**What the task asks**
Convert the entries below into a JSON list of strings, making each line its own string and leaving out any blank lines.

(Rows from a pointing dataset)

----------

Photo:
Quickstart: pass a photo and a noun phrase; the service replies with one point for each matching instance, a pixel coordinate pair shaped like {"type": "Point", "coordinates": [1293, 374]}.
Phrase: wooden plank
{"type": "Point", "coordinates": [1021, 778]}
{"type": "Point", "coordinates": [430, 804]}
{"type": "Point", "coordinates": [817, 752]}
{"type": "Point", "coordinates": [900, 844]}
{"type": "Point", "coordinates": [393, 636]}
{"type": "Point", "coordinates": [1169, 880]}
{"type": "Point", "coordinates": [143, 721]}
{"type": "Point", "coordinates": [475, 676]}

----------

**Output of the exercise**
[
  "Photo:",
  "Quickstart: pass a photo and a noun phrase; the service replies with one point for each matching instance, a pixel coordinate pair shaped like {\"type\": \"Point\", \"coordinates\": [1293, 374]}.",
  "Phrase: wooden plank",
  "{\"type\": \"Point\", \"coordinates\": [1021, 778]}",
  "{\"type\": \"Point\", \"coordinates\": [430, 804]}",
  "{\"type\": \"Point\", \"coordinates\": [817, 752]}",
  "{\"type\": \"Point\", \"coordinates\": [900, 844]}",
  "{\"type\": \"Point\", \"coordinates\": [393, 636]}",
  "{\"type\": \"Point\", \"coordinates\": [1169, 880]}",
  "{\"type\": \"Point\", \"coordinates\": [143, 721]}",
  "{\"type\": \"Point\", \"coordinates\": [475, 676]}"
]